→ **Task requirements**
Your task is to repeat the records exactly from the line containing "Guideline: mark the farm" onward, through the final line.

→ **Working data**

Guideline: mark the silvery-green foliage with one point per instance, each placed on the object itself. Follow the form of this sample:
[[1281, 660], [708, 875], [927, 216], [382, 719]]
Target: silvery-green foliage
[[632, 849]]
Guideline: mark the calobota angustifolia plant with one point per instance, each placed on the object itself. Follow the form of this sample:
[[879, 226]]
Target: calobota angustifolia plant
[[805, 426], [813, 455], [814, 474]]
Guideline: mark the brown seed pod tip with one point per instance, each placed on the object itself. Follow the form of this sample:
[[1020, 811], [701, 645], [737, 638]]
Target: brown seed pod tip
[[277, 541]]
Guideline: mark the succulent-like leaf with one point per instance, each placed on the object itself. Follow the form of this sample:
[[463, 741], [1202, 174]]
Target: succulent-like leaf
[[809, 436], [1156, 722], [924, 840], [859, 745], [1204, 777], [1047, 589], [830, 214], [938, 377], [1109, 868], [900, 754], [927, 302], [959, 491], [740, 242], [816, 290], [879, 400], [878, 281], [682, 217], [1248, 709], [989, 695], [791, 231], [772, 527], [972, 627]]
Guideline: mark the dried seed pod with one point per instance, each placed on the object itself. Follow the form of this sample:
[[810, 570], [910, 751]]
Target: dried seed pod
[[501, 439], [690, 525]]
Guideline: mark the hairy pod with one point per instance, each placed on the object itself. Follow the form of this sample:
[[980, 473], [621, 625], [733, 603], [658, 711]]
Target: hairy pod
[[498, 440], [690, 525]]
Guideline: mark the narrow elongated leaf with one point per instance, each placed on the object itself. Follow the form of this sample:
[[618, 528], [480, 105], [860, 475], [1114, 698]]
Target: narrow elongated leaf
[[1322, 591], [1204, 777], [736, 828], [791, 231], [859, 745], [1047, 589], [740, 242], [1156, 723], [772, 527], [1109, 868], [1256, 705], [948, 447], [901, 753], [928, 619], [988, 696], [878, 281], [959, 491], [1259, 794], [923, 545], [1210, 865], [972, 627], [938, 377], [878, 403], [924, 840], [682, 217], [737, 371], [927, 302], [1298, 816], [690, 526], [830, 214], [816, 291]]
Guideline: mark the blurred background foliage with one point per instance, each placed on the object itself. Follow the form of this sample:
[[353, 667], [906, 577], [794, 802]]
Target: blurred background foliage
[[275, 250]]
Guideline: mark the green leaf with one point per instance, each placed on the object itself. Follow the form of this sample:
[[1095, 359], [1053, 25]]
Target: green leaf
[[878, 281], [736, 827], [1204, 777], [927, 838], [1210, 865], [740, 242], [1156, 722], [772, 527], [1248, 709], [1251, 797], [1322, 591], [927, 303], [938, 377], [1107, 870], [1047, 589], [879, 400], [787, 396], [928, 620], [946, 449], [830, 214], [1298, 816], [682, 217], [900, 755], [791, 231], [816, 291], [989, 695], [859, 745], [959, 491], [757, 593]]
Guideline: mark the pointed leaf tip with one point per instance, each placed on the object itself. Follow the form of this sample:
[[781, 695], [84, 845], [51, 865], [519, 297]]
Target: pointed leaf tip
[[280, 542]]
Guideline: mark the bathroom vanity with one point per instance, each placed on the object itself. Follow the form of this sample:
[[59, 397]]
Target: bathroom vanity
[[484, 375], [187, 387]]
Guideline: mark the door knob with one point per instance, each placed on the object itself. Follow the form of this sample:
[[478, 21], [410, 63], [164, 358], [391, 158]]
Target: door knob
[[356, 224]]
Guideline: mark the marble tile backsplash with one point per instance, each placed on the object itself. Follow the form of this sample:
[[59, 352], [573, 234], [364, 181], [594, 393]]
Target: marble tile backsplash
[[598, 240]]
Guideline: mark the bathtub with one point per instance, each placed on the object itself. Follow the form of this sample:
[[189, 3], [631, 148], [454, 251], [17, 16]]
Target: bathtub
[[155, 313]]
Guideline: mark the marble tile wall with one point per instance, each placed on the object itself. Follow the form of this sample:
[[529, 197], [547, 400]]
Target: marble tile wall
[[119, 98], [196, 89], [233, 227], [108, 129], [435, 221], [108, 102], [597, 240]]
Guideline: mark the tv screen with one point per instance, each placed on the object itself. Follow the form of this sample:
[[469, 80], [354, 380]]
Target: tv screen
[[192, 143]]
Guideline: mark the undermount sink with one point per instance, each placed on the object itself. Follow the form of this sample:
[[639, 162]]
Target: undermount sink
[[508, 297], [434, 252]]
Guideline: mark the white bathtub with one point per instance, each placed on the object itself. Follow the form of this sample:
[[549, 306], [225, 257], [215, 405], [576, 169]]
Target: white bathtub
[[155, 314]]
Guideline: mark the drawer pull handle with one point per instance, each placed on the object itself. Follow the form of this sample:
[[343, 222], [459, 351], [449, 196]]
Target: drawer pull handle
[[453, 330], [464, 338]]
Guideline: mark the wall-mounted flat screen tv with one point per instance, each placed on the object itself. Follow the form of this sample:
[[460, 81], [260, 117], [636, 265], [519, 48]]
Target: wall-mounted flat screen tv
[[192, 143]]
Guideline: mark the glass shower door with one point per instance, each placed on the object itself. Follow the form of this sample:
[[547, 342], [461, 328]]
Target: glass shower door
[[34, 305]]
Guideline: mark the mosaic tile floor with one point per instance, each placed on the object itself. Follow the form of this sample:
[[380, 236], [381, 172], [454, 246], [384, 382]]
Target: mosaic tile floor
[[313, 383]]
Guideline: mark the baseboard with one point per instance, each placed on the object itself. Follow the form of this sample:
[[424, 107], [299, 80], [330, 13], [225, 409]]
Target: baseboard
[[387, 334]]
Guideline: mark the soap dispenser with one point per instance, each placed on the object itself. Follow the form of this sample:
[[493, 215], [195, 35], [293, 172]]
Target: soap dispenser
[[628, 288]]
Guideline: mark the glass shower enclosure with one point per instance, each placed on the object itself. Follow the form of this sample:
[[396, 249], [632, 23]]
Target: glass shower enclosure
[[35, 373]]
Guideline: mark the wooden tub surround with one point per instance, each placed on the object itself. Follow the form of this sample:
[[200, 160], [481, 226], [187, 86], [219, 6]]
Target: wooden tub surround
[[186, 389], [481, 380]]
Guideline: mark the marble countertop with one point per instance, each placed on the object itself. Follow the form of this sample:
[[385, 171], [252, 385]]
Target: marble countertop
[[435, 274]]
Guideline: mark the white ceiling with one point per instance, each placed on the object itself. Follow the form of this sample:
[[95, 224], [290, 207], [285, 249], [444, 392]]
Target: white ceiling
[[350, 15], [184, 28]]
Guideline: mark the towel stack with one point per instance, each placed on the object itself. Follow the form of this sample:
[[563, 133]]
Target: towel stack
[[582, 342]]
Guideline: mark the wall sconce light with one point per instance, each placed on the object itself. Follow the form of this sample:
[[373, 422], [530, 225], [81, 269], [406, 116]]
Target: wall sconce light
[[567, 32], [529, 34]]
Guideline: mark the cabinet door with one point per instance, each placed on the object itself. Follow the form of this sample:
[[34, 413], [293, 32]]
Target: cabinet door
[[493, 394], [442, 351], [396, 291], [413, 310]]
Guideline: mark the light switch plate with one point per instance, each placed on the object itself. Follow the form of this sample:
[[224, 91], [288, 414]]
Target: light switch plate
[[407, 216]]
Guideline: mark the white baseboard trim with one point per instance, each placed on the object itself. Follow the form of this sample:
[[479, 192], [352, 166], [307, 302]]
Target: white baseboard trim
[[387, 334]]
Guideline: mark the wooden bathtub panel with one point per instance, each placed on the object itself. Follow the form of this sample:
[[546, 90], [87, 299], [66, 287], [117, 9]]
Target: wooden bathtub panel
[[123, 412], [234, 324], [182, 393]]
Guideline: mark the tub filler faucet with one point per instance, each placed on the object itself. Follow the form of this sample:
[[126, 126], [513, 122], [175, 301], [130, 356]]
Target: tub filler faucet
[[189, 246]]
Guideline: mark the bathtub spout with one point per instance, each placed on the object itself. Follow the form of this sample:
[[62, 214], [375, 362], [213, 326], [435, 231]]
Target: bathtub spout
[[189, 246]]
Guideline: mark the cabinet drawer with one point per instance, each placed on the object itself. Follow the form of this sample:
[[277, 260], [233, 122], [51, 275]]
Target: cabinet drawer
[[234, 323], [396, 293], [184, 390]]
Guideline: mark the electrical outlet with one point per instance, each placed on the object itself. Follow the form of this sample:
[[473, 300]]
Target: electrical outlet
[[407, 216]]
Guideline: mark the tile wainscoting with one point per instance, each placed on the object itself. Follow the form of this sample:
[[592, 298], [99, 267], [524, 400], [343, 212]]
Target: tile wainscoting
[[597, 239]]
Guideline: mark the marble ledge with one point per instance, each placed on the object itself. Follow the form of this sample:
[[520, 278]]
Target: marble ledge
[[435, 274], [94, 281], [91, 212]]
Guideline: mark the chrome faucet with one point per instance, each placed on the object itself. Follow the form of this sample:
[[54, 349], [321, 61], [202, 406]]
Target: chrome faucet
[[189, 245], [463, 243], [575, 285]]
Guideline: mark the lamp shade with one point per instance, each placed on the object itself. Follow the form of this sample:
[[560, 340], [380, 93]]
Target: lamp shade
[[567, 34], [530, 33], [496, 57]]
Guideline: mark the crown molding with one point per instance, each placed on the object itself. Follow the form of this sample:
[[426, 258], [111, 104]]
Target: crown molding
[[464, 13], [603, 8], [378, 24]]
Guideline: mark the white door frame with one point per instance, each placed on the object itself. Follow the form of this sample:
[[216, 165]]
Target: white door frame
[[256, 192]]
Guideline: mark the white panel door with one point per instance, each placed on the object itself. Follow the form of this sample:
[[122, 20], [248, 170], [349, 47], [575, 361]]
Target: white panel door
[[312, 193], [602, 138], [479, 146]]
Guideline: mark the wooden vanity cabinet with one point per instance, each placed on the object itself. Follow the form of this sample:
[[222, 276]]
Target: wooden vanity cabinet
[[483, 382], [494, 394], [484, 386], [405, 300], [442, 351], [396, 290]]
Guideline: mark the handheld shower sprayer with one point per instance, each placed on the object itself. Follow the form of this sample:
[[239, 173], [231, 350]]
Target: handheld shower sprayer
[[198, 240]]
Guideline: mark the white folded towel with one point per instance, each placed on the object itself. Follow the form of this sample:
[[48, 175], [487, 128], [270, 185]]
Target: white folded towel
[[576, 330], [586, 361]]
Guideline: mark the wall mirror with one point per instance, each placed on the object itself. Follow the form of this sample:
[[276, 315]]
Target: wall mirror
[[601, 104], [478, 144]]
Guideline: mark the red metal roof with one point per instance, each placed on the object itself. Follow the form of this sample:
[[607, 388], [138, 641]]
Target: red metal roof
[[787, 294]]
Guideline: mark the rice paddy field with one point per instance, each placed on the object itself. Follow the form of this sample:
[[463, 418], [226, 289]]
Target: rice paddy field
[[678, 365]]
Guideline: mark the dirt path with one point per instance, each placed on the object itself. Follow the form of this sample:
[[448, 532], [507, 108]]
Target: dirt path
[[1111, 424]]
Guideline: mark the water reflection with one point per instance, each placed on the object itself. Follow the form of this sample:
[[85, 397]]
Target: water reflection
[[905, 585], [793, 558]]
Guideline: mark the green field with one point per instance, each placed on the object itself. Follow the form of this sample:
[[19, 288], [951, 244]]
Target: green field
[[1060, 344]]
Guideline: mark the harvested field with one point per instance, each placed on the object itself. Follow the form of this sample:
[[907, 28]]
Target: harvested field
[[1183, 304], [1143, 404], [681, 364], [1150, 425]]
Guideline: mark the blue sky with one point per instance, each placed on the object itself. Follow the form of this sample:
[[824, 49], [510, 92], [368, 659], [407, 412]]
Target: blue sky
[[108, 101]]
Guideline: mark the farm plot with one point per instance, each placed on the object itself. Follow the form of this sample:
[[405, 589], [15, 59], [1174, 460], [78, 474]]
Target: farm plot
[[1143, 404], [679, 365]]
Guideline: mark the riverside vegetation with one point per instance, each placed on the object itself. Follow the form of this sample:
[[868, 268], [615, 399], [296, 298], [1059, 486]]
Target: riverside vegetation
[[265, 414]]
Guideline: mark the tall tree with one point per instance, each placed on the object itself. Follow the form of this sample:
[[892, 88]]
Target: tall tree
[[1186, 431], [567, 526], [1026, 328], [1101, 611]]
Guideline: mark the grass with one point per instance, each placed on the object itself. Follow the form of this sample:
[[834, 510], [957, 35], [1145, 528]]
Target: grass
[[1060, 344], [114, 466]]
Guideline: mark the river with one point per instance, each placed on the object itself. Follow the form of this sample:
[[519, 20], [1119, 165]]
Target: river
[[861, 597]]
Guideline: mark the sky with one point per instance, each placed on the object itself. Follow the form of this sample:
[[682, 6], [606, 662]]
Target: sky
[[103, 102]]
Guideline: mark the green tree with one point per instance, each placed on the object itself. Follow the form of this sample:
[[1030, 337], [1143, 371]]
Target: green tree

→ **Answer to this task**
Guideline: mark the farm plot with one point per instance, each placed on the object itself. Follow the form of this sample:
[[405, 589], [15, 59], [1174, 460], [78, 474]]
Target: farm plot
[[1143, 404], [679, 365]]
Guideline: mark the riverside vegetation with one point per instance, each placed on the object itself. Follow the form of this sample:
[[868, 268], [615, 399], [296, 298], [1059, 486]]
Target: riverside vegetation
[[265, 414]]
Guideline: mark the tall tree with one point per instance, each placed on the object itself. Follow the form of this sample:
[[892, 88]]
Target: tall tree
[[1186, 431], [567, 526], [1026, 328], [1101, 611]]
Guideline: mark the grass with one point per instance, each placed on the object itself. Follow the form of this sample:
[[834, 510], [957, 35], [1145, 528]]
Target: grass
[[1060, 344], [114, 466]]
Guideline: mark the river with one point per instance, each placed on the object itself. Follow the form of this sample:
[[519, 20], [1119, 165]]
Target: river
[[861, 597]]
Guideline: mark the sky with one point per instance, each placed on the object itself. Follow the form of this sample:
[[682, 6], [606, 662]]
Target: sky
[[103, 102]]
Guideline: mark the green tree with one point per instance, each placed on the object itself. Follow the form of this sample:
[[1030, 337], [1143, 371]]
Target: green tree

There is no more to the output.